* Work to complete *
Update the material from the line with "of the skylight." up to and including the line with "[(244, 44), (120, 44)]" by replacing "skylight" with "roof window", leaving everything else unchanged. Give only those lines.

* Records for the task *
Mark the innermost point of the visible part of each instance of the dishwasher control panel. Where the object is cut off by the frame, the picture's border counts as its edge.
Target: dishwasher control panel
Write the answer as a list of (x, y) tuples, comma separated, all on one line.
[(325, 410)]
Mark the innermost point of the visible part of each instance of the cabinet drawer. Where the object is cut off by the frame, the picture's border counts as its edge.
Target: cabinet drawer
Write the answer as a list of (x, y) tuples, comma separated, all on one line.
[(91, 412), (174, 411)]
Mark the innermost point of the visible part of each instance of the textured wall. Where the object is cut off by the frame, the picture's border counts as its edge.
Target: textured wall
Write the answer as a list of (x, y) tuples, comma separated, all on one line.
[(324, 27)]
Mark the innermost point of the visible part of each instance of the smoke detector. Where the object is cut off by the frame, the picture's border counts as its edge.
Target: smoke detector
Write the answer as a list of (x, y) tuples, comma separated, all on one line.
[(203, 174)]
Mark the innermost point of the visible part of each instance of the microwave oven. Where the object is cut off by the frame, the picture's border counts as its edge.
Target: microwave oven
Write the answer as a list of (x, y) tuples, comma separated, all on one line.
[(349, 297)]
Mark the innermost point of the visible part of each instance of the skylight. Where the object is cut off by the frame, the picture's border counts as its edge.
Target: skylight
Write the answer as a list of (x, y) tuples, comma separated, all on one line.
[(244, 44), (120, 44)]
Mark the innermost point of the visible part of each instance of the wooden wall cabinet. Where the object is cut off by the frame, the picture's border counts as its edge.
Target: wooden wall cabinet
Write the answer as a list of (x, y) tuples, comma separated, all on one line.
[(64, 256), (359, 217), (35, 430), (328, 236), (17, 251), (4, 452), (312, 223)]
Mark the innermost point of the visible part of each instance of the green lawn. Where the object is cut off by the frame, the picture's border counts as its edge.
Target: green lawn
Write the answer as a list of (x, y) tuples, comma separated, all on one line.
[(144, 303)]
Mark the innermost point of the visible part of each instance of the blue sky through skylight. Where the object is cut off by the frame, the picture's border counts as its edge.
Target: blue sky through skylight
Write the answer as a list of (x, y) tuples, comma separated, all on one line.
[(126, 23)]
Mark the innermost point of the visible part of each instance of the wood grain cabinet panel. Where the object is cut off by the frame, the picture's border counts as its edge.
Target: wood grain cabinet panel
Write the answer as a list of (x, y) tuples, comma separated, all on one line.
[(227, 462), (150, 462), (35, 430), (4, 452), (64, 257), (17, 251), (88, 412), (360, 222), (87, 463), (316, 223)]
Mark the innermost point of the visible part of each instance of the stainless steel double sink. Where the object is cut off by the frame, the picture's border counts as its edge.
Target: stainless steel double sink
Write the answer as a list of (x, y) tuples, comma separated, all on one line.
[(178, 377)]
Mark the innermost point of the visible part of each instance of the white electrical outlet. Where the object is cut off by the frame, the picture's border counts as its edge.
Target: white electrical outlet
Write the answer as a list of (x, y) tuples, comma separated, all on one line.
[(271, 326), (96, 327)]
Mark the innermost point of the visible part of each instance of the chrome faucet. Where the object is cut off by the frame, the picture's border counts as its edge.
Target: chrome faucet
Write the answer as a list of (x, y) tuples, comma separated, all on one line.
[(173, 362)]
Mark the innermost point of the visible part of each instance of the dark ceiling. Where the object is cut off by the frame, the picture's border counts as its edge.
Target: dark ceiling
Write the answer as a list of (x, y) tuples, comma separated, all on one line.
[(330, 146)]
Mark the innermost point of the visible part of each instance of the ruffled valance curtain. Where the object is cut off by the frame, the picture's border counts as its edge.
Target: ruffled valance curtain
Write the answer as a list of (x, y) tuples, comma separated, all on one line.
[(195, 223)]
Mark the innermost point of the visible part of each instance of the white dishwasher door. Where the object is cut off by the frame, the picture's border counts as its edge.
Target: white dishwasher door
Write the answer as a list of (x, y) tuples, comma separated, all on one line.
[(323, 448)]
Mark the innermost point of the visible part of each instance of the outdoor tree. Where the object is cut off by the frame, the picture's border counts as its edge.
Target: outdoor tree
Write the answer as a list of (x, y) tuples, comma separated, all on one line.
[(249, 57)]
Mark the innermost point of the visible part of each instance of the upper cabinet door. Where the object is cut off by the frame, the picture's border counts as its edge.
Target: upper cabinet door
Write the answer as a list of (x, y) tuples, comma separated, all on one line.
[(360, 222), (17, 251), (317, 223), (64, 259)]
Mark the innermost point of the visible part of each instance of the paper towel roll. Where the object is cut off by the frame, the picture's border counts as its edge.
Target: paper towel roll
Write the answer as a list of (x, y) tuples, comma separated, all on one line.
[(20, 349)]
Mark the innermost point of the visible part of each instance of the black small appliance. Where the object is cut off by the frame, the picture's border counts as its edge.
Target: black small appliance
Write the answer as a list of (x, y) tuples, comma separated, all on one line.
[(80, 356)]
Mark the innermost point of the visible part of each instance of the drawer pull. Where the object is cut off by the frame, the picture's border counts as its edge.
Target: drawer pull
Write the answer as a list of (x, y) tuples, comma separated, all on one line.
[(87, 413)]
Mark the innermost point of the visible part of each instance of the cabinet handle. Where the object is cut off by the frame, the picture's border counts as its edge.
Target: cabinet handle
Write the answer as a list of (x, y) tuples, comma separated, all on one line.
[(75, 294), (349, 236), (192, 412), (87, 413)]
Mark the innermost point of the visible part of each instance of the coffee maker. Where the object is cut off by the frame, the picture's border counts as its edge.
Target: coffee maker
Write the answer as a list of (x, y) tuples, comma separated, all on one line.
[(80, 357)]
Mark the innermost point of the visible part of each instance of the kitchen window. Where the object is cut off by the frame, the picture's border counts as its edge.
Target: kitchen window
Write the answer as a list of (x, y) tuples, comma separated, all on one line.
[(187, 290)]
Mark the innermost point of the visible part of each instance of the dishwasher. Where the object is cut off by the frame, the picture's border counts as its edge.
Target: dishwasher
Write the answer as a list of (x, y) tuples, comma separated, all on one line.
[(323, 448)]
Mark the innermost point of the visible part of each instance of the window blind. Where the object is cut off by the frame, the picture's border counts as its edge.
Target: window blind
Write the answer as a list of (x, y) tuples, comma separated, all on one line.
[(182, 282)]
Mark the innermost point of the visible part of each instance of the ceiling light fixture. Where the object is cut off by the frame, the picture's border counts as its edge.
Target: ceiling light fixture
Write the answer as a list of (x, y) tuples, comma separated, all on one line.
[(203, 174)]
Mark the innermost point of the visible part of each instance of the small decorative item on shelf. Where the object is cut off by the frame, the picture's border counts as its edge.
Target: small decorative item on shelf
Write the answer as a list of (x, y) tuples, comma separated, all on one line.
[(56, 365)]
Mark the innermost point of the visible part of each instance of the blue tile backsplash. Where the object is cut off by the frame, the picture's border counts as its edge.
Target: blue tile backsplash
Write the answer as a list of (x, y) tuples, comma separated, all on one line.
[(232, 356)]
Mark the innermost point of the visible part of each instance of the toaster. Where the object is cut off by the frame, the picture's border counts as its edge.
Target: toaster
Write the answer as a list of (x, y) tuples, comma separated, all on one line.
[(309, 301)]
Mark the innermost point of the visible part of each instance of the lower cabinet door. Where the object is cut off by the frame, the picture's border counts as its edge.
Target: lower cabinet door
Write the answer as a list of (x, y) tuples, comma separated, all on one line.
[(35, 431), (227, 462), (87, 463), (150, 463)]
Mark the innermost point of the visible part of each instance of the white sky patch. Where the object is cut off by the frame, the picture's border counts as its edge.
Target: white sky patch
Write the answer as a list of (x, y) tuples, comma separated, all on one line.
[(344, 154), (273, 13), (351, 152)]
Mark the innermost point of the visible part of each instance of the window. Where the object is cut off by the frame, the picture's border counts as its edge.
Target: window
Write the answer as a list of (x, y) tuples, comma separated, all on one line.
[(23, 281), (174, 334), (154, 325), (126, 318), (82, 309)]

* Reply to the task *
Mark the innermost point of the visible part of each instance of the roof window. Where the object is cut off by the frame, the picture's border counts as its edge.
Target: roof window
Write the answer as a list of (x, y) tuples, comma separated, all on one line.
[(244, 44), (120, 44)]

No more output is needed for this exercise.